== Short exercise ==
Put each line of the items below into a Markdown table with two columns, Row for a running number and Line for the line itself, skipping any blank lines.
** Begin Data for this task **
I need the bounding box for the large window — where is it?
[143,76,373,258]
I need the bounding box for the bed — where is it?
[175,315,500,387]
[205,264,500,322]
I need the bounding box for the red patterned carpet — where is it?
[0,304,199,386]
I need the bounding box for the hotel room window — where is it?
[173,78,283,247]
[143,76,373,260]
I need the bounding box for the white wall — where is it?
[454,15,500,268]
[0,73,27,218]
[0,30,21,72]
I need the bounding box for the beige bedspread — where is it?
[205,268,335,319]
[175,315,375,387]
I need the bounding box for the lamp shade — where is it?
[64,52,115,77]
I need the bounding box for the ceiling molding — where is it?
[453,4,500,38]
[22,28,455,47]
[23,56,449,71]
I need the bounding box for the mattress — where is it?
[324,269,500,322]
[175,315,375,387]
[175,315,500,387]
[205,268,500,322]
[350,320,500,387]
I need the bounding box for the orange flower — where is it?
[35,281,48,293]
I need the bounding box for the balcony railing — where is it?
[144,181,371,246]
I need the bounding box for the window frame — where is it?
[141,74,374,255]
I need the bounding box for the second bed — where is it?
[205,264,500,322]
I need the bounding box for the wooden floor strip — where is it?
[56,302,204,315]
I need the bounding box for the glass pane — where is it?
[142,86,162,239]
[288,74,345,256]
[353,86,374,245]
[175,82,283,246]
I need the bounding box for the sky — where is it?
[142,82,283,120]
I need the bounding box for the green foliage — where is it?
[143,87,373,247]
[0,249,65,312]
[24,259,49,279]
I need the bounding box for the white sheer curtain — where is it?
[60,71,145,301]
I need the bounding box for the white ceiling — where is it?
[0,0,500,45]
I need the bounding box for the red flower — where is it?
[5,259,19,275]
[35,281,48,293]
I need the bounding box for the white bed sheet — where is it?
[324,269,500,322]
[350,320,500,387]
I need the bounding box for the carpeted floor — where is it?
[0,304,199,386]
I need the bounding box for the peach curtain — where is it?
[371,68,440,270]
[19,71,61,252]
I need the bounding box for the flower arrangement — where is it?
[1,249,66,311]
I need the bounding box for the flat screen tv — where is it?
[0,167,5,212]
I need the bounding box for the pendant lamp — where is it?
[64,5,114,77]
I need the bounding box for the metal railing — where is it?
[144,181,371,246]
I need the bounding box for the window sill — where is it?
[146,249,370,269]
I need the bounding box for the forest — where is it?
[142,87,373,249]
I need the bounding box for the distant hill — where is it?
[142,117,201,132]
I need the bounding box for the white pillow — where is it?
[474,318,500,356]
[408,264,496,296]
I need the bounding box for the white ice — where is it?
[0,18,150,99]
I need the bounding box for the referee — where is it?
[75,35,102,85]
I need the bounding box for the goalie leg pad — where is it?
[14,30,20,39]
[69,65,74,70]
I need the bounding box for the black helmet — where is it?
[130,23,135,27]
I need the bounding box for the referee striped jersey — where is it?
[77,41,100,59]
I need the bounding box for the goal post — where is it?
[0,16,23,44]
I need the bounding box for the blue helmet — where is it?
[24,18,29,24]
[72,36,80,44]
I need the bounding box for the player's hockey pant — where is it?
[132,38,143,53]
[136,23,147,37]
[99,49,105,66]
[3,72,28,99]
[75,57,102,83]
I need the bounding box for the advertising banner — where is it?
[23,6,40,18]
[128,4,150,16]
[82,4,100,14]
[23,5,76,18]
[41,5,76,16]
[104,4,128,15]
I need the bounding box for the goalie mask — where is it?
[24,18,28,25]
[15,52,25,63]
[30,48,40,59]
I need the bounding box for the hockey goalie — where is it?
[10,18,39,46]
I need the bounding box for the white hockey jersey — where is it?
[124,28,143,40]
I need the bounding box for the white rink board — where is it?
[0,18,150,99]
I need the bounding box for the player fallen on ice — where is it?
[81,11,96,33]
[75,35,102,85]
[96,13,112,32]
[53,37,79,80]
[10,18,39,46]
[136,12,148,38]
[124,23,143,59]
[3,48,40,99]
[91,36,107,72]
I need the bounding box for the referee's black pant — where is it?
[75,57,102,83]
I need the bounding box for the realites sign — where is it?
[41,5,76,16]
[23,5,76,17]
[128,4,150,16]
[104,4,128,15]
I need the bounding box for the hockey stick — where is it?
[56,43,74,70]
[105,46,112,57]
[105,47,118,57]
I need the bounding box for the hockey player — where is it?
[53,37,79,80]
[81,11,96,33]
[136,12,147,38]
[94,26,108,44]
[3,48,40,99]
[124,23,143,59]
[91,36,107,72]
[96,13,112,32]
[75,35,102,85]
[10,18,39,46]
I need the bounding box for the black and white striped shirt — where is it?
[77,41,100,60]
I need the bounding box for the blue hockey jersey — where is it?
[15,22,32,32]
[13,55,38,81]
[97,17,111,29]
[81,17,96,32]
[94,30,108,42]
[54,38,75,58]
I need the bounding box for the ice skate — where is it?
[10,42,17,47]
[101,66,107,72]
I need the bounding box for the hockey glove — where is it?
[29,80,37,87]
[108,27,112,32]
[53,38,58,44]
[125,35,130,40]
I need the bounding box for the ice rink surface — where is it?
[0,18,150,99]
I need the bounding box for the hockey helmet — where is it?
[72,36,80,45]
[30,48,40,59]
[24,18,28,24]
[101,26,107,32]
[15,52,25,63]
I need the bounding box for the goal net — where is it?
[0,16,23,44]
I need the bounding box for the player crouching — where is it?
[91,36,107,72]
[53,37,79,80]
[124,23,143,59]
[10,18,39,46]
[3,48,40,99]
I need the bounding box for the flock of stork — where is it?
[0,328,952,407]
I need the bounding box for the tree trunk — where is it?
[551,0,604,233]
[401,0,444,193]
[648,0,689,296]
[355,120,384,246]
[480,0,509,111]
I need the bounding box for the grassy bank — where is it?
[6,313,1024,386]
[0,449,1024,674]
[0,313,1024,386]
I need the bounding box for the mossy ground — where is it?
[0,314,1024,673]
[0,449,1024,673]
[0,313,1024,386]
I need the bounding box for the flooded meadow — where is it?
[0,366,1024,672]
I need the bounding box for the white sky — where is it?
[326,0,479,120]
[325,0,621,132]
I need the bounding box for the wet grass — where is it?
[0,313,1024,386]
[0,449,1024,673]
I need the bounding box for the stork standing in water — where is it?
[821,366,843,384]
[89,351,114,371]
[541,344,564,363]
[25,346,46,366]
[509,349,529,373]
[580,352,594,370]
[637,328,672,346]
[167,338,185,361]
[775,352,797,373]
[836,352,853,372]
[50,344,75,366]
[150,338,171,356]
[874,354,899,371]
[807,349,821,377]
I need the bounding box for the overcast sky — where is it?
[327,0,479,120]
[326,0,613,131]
** End Data for this task **
== Exercise response ==
| Row | Line |
|---|---|
| 1 | I need the bounding box for the large window — where is it? |
| 2 | [143,76,373,258] |
| 3 | I need the bounding box for the bed — where is it? |
| 4 | [175,315,500,387] |
| 5 | [205,264,500,322] |
| 6 | I need the bounding box for the red patterned carpet — where is it? |
| 7 | [0,304,199,386] |
| 8 | I need the bounding box for the hotel room window — where is it? |
| 9 | [173,78,283,247] |
| 10 | [143,76,373,260] |
| 11 | I need the bounding box for the white wall — where is it? |
| 12 | [454,15,500,268] |
| 13 | [0,73,27,218] |
| 14 | [0,30,21,72] |
| 15 | I need the bounding box for the beige bedspread — where is it? |
| 16 | [205,268,335,319] |
| 17 | [175,315,375,387] |
| 18 | I need the bounding box for the lamp shade — where is it? |
| 19 | [64,52,115,77] |
| 20 | I need the bounding box for the ceiling molding — where is it? |
| 21 | [453,4,500,38] |
| 22 | [22,28,455,47] |
| 23 | [23,56,449,71] |
| 24 | I need the bounding box for the mattress — where is it? |
| 25 | [324,269,500,322] |
| 26 | [175,315,375,387] |
| 27 | [175,315,500,387] |
| 28 | [205,268,500,322] |
| 29 | [350,320,500,387] |
| 30 | I need the bounding box for the orange flower — where is it? |
| 31 | [35,281,48,293] |
| 32 | I need the bounding box for the balcony railing — where is it? |
| 33 | [144,181,371,246] |
| 34 | I need the bounding box for the window frame — where is it? |
| 35 | [141,74,374,255] |
| 36 | I need the bounding box for the second bed — where is it? |
| 37 | [205,264,500,322] |
| 38 | I need the bounding box for the wooden floor strip — where is it? |
| 39 | [56,302,204,315] |
| 40 | I need the bounding box for the glass pane — where is it? |
| 41 | [142,86,162,239] |
| 42 | [288,74,345,256] |
| 43 | [353,86,374,245] |
| 44 | [175,82,283,246] |
| 45 | I need the bounding box for the sky — where is it? |
| 46 | [142,82,283,120] |
| 47 | I need the bounding box for the green foliage — where is it? |
| 48 | [143,87,373,247] |
| 49 | [0,249,65,312] |
| 50 | [24,259,49,279] |
| 51 | I need the bounding box for the white sheer curtain — where is it? |
| 52 | [60,71,145,301] |
| 53 | I need the bounding box for the white ceiling — where is it? |
| 54 | [0,0,500,45] |
| 55 | I need the bounding box for the red flower — where is it? |
| 56 | [5,259,19,275] |
| 57 | [35,281,48,293] |
| 58 | I need the bounding box for the white bed sheet — where is it? |
| 59 | [324,269,500,322] |
| 60 | [350,320,500,387] |
| 61 | I need the bounding box for the carpeted floor — where is it? |
| 62 | [0,304,199,386] |
| 63 | I need the bounding box for the peach curtain — where is it? |
| 64 | [371,68,440,270] |
| 65 | [19,71,61,252] |
| 66 | I need the bounding box for the flower arrangement — where is it? |
| 67 | [1,249,66,311] |
| 68 | I need the bounding box for the flat screen tv — where is it? |
| 69 | [0,167,5,212] |
| 70 | I need the bounding box for the pendant lamp — where is it? |
| 71 | [64,5,114,77] |
| 72 | I need the bounding box for the metal railing — where is it? |
| 73 | [144,181,371,246] |
| 74 | I need the bounding box for the window sill — where is it? |
| 75 | [146,249,370,269] |
| 76 | I need the bounding box for the forest — where is it? |
| 77 | [142,87,373,249] |
| 78 | I need the bounding box for the distant hill — where is it? |
| 79 | [142,117,201,132] |
| 80 | I need the bounding box for the white pillow — where is it? |
| 81 | [474,318,500,356] |
| 82 | [408,264,496,296] |
| 83 | I need the bounding box for the white ice — where is it? |
| 84 | [0,18,150,99] |
| 85 | I need the bounding box for the referee — where is it? |
| 86 | [75,35,102,85] |
| 87 | I need the bounding box for the goalie leg pad — where is it? |
| 88 | [14,30,20,39] |
| 89 | [69,65,74,70] |
| 90 | I need the bounding box for the black helmet — where is it? |
| 91 | [130,23,135,27] |
| 92 | I need the bounding box for the referee striped jersey — where is it? |
| 93 | [77,41,100,59] |
| 94 | I need the bounding box for the goal post — where is it? |
| 95 | [0,16,23,44] |
| 96 | I need the bounding box for the blue helmet — where is it? |
| 97 | [24,18,29,24] |
| 98 | [72,36,80,44] |
| 99 | I need the bounding box for the player's hockey pant — where is it? |
| 100 | [132,38,143,53] |
| 101 | [136,23,147,37] |
| 102 | [99,49,105,66] |
| 103 | [3,72,28,99] |
| 104 | [75,57,102,83] |
| 105 | I need the bounding box for the advertising banner — where is it? |
| 106 | [23,6,40,18] |
| 107 | [128,4,150,16] |
| 108 | [82,4,100,14] |
| 109 | [23,5,76,18] |
| 110 | [41,5,76,16] |
| 111 | [104,4,128,15] |
| 112 | I need the bounding box for the goalie mask — where is it? |
| 113 | [24,18,28,25] |
| 114 | [15,52,25,63] |
| 115 | [30,48,40,59] |
| 116 | I need the bounding box for the hockey goalie — where is it? |
| 117 | [10,18,39,46] |
| 118 | I need the bounding box for the white hockey jersey — where is it? |
| 119 | [124,28,143,40] |
| 120 | I need the bounding box for the white rink board — where is it? |
| 121 | [0,18,150,99] |
| 122 | I need the bounding box for the player fallen on ice — where is it? |
| 123 | [81,11,96,33] |
| 124 | [75,35,102,85] |
| 125 | [96,13,112,32] |
| 126 | [53,37,79,80] |
| 127 | [10,18,39,46] |
| 128 | [136,12,148,38] |
| 129 | [124,23,143,59] |
| 130 | [3,48,40,99] |
| 131 | [91,36,107,72] |
| 132 | I need the bounding box for the referee's black pant — where is it? |
| 133 | [75,57,102,83] |
| 134 | I need the bounding box for the realites sign — where is it? |
| 135 | [41,5,76,16] |
| 136 | [23,5,76,17] |
| 137 | [128,4,150,16] |
| 138 | [104,4,128,15] |
| 139 | I need the bounding box for the hockey stick — where is it? |
| 140 | [56,43,74,70] |
| 141 | [105,46,112,57] |
| 142 | [105,47,118,57] |
| 143 | I need the bounding box for the hockey player — where is it? |
| 144 | [53,37,79,80] |
| 145 | [81,11,96,33] |
| 146 | [136,12,147,38] |
| 147 | [94,26,108,44] |
| 148 | [3,48,40,99] |
| 149 | [124,23,143,59] |
| 150 | [91,36,107,72] |
| 151 | [96,13,112,32] |
| 152 | [75,35,102,85] |
| 153 | [10,18,39,46] |
| 154 | I need the bounding box for the black and white striped shirt — where is it? |
| 155 | [77,41,100,60] |
| 156 | I need the bounding box for the blue hockey jersey — where is it? |
| 157 | [15,22,32,32] |
| 158 | [13,55,38,81] |
| 159 | [97,17,111,29] |
| 160 | [81,17,96,32] |
| 161 | [94,30,108,42] |
| 162 | [54,38,75,58] |
| 163 | I need the bounding box for the ice skate — where is it? |
| 164 | [10,42,17,47] |
| 165 | [101,66,107,72] |
| 166 | I need the bounding box for the hockey glove — where is it? |
| 167 | [29,80,37,87] |
| 168 | [108,27,112,32] |
| 169 | [53,38,58,44] |
| 170 | [125,35,130,40] |
| 171 | I need the bounding box for the ice rink surface — where is it? |
| 172 | [0,18,150,99] |
| 173 | I need the bounding box for the hockey helmet — where is it? |
| 174 | [72,36,80,45] |
| 175 | [30,48,40,59] |
| 176 | [24,18,28,24] |
| 177 | [101,26,107,32] |
| 178 | [15,52,25,63] |
| 179 | I need the bounding box for the goal net — where is it? |
| 180 | [0,16,23,44] |
| 181 | I need the bounding box for the player crouching — where is it? |
| 182 | [91,36,107,72] |
| 183 | [53,37,79,80] |
| 184 | [124,23,143,59] |
| 185 | [10,18,39,46] |
| 186 | [3,48,40,99] |
| 187 | I need the bounding box for the flock of stork — where is it? |
| 188 | [0,328,952,407] |
| 189 | I need the bounding box for the tree trunk — where is it? |
| 190 | [551,0,604,233] |
| 191 | [401,0,444,193] |
| 192 | [648,0,689,296] |
| 193 | [355,120,384,246] |
| 194 | [480,0,509,111] |
| 195 | I need the bounding box for the grassy bank — where is it? |
| 196 | [6,313,1024,386] |
| 197 | [0,449,1024,674] |
| 198 | [0,313,1024,386] |
| 199 | I need the bounding box for the mossy ground — where is it? |
| 200 | [0,314,1024,673] |
| 201 | [0,449,1024,673] |
| 202 | [0,313,1024,386] |
| 203 | I need the bounding box for the flooded meadow — where is it? |
| 204 | [0,366,1024,672] |
| 205 | I need the bounding box for the white sky — where is it? |
| 206 | [326,0,479,120] |
| 207 | [325,0,621,132] |
| 208 | I need the bounding box for the wet grass — where is it? |
| 209 | [0,313,1024,386] |
| 210 | [0,449,1024,673] |
| 211 | I need the bounding box for the stork standing in water — where is it? |
| 212 | [821,366,843,384] |
| 213 | [89,351,114,371] |
| 214 | [541,344,564,363] |
| 215 | [25,346,46,366] |
| 216 | [509,349,529,373] |
| 217 | [580,352,594,370] |
| 218 | [637,328,672,346] |
| 219 | [167,338,185,361] |
| 220 | [775,352,797,373] |
| 221 | [836,352,853,372] |
| 222 | [50,344,75,366] |
| 223 | [150,338,171,356] |
| 224 | [874,354,899,371] |
| 225 | [807,349,821,377] |
| 226 | I need the bounding box for the overcast sky — where is it? |
| 227 | [327,0,479,120] |
| 228 | [326,0,613,131] |